Aim: Locate each line below that contains the string "forest" with the same capitalization, and copy every such line in full.
___ Stored data
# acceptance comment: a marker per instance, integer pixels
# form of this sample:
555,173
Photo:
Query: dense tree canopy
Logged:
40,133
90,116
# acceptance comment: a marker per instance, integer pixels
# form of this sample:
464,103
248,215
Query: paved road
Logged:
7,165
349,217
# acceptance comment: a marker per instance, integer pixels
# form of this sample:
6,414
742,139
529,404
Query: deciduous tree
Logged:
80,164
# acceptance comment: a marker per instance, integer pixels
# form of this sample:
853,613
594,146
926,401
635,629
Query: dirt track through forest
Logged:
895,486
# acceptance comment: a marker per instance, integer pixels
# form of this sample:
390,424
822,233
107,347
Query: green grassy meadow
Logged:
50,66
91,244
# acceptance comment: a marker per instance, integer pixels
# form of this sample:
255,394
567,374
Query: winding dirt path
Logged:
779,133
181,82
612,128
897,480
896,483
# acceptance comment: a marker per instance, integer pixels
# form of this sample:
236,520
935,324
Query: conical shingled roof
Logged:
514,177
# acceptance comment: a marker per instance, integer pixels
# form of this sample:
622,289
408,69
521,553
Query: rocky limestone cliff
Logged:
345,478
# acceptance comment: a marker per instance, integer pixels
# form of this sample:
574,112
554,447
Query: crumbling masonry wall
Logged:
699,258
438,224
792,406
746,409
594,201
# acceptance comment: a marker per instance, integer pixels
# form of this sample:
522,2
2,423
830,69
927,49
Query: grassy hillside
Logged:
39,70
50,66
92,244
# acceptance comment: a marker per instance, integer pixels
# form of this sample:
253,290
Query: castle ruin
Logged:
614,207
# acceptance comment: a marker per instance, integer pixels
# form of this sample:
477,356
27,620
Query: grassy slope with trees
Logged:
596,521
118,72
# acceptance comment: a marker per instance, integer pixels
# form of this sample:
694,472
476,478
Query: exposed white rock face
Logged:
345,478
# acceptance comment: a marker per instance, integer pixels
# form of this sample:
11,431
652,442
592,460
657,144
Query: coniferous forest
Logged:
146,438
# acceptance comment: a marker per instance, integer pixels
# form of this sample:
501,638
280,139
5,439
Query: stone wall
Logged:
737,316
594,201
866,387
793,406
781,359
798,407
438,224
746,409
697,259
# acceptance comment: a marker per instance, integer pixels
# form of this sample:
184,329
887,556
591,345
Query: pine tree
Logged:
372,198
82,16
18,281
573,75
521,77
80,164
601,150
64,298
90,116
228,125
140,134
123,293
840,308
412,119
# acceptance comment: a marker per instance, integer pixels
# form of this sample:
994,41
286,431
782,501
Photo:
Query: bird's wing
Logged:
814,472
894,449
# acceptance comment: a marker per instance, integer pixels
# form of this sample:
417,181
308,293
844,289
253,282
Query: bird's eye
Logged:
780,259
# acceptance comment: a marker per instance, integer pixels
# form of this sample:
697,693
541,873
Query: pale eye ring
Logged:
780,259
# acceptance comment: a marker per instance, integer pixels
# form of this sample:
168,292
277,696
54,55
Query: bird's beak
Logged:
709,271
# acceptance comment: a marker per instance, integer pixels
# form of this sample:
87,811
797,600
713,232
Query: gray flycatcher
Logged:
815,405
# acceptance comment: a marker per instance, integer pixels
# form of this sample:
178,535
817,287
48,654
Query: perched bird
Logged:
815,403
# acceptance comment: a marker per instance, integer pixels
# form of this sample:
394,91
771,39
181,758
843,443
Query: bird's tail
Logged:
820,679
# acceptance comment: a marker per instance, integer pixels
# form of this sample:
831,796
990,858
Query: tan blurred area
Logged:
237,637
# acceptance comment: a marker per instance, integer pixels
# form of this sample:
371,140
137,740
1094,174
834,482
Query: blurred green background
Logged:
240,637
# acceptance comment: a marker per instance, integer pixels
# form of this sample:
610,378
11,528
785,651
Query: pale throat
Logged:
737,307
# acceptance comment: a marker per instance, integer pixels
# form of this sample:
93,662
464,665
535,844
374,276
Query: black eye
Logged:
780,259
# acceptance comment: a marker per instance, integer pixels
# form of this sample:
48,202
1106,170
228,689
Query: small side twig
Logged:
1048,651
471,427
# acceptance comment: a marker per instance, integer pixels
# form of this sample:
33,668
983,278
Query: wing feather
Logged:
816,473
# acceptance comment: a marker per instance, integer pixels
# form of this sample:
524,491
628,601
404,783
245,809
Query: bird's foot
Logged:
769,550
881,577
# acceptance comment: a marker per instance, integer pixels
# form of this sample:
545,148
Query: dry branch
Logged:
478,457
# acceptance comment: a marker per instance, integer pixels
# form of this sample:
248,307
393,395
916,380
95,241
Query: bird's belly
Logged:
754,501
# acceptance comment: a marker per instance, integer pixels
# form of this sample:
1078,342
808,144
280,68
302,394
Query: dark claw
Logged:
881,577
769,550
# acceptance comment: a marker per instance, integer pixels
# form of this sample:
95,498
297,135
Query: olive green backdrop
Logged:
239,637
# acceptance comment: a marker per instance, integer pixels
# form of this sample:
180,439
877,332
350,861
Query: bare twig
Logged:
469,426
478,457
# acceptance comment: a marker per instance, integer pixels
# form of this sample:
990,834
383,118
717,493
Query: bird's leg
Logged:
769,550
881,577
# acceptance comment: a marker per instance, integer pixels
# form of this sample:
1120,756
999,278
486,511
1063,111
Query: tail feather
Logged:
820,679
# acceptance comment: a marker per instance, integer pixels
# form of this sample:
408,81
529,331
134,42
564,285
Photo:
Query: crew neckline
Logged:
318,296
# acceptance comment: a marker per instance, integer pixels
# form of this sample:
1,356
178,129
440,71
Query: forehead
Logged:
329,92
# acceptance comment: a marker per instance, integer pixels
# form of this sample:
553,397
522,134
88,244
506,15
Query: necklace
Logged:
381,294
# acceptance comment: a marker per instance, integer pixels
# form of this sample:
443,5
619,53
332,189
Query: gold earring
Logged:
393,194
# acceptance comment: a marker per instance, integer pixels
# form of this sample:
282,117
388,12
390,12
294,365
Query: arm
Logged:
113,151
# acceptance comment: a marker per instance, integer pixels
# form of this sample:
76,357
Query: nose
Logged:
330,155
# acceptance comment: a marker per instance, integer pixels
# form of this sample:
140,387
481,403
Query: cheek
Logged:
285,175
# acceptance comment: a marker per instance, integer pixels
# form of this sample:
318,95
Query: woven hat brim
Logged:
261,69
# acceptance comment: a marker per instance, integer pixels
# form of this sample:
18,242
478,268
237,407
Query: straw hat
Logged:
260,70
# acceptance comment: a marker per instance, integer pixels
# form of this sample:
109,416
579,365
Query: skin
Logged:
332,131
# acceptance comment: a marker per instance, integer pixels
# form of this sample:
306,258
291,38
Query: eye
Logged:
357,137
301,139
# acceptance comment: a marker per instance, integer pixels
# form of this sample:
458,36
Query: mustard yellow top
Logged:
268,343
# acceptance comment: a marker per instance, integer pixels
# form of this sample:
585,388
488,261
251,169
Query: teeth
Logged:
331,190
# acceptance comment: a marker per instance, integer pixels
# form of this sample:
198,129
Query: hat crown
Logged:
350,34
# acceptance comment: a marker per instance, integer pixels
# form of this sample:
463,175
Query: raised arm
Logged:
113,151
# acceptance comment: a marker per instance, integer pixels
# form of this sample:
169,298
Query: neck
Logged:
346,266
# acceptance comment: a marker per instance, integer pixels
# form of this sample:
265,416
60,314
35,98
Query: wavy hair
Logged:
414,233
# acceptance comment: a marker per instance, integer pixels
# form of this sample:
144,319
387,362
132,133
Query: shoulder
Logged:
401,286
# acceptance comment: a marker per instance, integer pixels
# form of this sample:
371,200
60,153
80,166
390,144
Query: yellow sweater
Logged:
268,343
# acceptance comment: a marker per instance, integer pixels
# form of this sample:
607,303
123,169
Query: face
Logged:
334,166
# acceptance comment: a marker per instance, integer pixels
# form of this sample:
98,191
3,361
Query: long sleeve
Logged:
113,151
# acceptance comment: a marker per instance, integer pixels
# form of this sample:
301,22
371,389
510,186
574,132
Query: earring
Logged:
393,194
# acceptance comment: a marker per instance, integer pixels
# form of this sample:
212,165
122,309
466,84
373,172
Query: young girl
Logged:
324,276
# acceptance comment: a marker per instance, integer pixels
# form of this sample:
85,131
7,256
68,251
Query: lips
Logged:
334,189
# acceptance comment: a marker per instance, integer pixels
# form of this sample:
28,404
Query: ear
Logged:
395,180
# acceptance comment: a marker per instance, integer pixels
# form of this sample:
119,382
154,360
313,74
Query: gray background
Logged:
______
Output of the task:
Query: dirt track through forest
Query: coniferous forest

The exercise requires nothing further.